A Slave of Love (Nikita Mikhalkov, 1976)/Grey Wolf and Little Red Riding Hood (Garri Bardon, 1990)

by Douglas Buck July 18, 2020 5 minutes (1211 words) 16mm

“My God, what a beautiful thing it is to take part in a cause for which you might die or end up in prison!”

It’s 1918 Russia and self-involved silent film star Olga (Elena Solovev), having fled from Moscow to the country with the rest of the film crew to continue production on her latest starring vehicle, finds that her affair with camera operator Victor (Rodion Nakhapetov, looking a lot like Franco Nero), which she intended as a brief fling until her equally famous co-star and love showed up for the shoot, is turning into something not only more serious, but leading to the stirrings of political awakening, as the pro-revolution operator is dangerously stealing film and recording the hidden atrocities of the ruling pre-Bolshevik power.

- [BRIEF 1]:
List every line of the records below that contains the word "wristwatch".

- [MATERIAL SUPPLIED]:
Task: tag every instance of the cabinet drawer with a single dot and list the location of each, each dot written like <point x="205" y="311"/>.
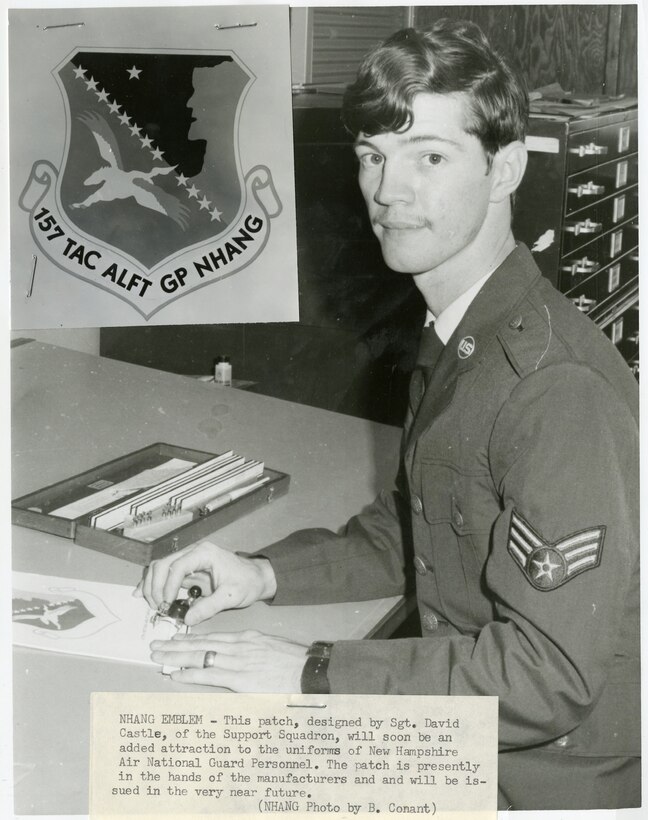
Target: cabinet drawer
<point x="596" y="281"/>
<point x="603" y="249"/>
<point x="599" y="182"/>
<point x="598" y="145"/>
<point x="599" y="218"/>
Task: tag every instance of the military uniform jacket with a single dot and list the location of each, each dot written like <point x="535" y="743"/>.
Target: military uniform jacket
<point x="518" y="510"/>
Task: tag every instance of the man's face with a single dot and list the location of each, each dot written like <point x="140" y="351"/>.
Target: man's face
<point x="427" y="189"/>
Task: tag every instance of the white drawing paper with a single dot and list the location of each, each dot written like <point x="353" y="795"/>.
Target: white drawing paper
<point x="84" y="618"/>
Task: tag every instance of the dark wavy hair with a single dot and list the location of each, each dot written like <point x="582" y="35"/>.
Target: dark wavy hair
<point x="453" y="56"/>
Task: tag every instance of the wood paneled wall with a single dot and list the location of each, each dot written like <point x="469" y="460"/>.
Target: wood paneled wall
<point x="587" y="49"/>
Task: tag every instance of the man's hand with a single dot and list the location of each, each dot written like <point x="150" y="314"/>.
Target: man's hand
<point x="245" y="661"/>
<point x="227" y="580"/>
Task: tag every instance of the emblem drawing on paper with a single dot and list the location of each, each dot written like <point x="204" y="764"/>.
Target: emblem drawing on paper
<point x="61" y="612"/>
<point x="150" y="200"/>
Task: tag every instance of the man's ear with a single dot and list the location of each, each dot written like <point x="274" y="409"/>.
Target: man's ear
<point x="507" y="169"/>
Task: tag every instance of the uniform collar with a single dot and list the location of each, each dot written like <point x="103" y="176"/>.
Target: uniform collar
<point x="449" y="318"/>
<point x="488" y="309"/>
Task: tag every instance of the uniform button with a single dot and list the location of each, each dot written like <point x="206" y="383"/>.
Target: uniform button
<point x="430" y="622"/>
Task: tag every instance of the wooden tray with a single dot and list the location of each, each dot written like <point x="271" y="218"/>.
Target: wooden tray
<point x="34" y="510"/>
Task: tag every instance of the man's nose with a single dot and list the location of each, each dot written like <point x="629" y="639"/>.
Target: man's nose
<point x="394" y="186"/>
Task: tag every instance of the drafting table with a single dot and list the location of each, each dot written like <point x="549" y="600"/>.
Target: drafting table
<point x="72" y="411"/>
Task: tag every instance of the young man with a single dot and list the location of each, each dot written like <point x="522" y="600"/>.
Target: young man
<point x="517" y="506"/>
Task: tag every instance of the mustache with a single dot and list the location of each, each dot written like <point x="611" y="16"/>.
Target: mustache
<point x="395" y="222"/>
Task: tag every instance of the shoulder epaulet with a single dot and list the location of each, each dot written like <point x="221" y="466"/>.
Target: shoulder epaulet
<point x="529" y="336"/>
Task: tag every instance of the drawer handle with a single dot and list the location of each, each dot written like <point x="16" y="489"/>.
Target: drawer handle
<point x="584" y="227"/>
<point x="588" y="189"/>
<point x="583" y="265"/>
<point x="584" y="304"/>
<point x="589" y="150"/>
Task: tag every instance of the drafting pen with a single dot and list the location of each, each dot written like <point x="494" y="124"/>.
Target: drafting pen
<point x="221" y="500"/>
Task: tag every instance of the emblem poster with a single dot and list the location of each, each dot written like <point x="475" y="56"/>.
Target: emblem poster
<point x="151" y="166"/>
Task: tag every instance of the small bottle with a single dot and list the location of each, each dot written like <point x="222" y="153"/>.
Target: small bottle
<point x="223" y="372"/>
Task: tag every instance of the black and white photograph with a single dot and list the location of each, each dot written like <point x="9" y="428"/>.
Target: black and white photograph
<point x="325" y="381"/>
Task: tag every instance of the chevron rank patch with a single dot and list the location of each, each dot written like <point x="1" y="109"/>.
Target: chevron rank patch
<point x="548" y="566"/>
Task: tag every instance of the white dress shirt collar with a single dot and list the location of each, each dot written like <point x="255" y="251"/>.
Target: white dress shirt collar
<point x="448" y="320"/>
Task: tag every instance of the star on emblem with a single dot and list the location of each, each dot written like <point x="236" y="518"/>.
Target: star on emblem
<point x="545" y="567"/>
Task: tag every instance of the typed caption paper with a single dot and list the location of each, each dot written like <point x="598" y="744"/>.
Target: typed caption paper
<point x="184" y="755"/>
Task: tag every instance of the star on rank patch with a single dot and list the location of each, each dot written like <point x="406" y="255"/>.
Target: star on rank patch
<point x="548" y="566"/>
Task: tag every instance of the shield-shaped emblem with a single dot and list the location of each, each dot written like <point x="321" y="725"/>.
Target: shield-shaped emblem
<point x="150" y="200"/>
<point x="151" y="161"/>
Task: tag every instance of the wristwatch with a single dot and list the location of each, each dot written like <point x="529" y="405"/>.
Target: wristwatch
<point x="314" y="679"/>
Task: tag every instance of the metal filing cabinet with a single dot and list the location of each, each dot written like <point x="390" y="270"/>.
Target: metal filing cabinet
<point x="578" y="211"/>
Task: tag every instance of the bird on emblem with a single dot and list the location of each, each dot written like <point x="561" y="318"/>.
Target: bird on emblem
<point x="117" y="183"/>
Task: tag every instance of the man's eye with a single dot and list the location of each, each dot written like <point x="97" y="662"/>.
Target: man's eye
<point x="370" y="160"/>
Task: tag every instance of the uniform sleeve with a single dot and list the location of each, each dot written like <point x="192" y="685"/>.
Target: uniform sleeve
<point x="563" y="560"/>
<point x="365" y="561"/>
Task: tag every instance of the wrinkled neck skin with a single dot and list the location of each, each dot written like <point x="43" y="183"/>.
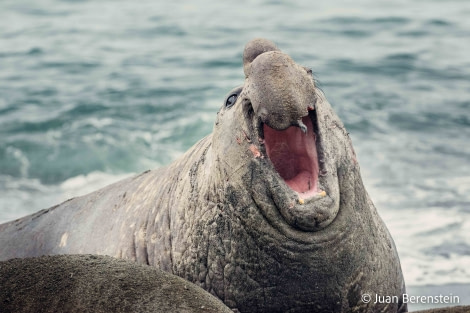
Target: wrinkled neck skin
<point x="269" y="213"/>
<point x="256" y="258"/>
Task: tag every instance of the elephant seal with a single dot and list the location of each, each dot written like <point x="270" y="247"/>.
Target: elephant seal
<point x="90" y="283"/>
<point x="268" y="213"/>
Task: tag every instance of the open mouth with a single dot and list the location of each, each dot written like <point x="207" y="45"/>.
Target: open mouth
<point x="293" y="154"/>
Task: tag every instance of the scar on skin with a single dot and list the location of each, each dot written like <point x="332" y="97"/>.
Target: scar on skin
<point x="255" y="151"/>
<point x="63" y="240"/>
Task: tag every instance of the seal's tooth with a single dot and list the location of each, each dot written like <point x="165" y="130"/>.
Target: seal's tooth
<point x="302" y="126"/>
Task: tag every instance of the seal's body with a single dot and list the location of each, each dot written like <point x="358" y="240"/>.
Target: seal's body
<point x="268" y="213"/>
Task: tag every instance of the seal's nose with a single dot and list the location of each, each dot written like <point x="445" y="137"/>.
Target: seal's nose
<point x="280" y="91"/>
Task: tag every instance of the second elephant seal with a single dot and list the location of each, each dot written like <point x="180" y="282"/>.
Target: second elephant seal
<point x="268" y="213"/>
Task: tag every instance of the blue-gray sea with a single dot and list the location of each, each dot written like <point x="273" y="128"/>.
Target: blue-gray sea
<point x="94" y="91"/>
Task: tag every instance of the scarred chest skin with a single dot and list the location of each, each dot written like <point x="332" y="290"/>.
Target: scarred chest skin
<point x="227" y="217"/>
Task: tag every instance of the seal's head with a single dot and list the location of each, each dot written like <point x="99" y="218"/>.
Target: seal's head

...

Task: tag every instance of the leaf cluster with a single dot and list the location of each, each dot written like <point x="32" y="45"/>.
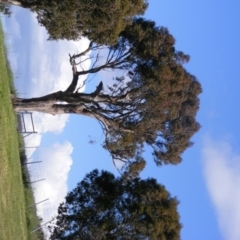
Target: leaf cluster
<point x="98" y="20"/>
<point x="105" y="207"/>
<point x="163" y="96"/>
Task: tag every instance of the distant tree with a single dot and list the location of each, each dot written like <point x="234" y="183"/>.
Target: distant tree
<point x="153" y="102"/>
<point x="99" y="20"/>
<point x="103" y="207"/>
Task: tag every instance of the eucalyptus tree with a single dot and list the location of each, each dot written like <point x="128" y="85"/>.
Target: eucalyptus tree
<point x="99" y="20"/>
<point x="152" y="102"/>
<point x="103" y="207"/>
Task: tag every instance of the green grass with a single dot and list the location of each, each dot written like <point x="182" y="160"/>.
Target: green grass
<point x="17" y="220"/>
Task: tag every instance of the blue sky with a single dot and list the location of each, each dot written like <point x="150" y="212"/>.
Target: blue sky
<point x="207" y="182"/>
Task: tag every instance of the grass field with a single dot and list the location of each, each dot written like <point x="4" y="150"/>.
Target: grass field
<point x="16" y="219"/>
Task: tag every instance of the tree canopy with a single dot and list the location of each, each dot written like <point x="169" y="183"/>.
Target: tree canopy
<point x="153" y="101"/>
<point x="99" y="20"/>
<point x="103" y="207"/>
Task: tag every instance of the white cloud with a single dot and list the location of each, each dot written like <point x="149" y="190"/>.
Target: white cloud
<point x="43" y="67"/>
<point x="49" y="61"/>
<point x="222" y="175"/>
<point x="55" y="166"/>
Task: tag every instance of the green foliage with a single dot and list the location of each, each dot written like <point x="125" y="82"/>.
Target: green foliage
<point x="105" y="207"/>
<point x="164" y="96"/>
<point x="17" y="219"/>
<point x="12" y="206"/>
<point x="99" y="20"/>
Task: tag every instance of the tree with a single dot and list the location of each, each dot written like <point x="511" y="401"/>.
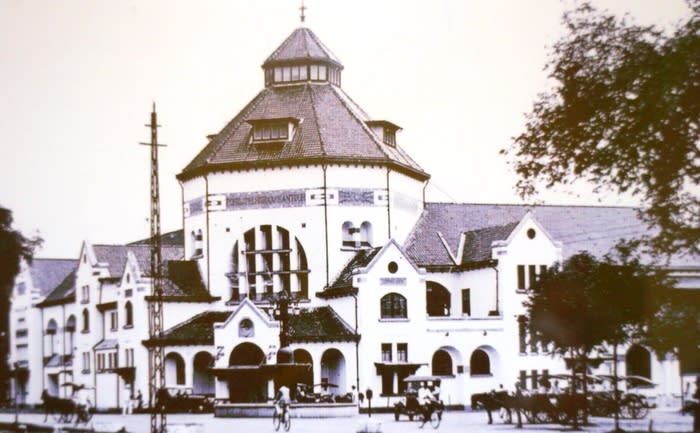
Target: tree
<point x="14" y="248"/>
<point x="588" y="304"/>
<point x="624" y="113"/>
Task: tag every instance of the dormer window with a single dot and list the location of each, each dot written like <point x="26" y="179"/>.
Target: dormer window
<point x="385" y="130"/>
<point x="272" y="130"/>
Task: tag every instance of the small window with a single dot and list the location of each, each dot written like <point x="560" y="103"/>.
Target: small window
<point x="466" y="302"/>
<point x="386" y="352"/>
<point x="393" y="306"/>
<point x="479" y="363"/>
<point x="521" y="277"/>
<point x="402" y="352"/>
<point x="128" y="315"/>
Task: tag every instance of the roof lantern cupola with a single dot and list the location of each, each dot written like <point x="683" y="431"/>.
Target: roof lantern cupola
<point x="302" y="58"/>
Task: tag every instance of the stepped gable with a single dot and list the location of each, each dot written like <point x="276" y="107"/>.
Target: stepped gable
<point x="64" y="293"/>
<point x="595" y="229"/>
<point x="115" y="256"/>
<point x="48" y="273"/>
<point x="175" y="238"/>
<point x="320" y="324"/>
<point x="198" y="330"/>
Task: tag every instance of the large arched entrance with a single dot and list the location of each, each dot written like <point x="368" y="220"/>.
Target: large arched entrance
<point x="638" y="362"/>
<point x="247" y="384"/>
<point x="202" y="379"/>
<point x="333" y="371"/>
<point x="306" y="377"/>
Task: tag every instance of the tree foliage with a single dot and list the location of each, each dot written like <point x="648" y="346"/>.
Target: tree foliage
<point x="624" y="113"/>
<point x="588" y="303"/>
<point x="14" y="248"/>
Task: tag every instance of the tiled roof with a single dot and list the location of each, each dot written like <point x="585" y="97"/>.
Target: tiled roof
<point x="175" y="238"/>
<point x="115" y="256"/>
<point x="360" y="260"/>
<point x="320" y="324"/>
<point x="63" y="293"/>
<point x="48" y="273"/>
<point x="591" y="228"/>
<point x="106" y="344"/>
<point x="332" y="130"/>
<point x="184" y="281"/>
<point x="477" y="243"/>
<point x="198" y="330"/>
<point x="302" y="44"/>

- [BRIEF 2]:
Translate this sentence from the film review into Spanish: "My God, what a beautiful thing it is to take part in a cause for which you might die or end up in prison!"

- [COMPLETE RESPONSE 1]:
Task: tag every instance of the wristwatch with a single dot and list the location of each, each dot written like <point x="529" y="405"/>.
Target: wristwatch

- [COMPLETE RESPONSE 2]:
¡Dios mío, qué cosa tan hermosa es participar en una causa por la que podrías morir o acabar en la cárcel!